→ How to complete this task:
Set down the line that contains "Query: blue canopy tent" and every line after it to the end of the entries, exactly as they stand and nothing more.

→ Source information:
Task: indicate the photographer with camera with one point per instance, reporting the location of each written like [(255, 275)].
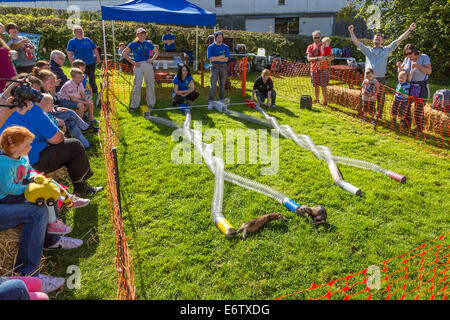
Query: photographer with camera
[(50, 150)]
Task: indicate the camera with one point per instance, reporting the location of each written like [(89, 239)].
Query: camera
[(25, 92)]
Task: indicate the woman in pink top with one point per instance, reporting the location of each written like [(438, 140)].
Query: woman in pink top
[(6, 67)]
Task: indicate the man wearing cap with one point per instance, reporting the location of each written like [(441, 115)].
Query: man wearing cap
[(169, 41), (218, 55), (144, 53)]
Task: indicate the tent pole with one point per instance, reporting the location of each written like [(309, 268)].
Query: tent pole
[(196, 49), (105, 61), (114, 42)]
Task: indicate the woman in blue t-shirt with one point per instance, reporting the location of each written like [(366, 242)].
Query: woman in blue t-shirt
[(144, 53), (81, 47), (183, 87)]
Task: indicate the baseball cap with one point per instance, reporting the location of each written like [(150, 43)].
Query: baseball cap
[(140, 30)]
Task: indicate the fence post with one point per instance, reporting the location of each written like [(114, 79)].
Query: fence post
[(116, 176), (244, 77)]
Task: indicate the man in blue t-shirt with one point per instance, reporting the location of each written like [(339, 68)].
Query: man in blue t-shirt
[(218, 55), (50, 151), (169, 41), (81, 47)]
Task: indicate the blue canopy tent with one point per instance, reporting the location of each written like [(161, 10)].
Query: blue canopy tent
[(180, 12)]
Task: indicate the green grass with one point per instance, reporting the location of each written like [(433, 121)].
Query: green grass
[(177, 251)]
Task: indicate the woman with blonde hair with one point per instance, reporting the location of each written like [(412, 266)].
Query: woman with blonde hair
[(263, 88)]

→ Solution below:
Query: blue canopy tent
[(180, 12)]
Task: indicate the green grass with one point per instance, reporting the location of each written like [(433, 121)].
Query: green grass
[(177, 251)]
Task: indicate the woman with blonde hair with one point per instance, reporting the location of each written like [(412, 266)].
Query: woman with blonde hair
[(263, 88)]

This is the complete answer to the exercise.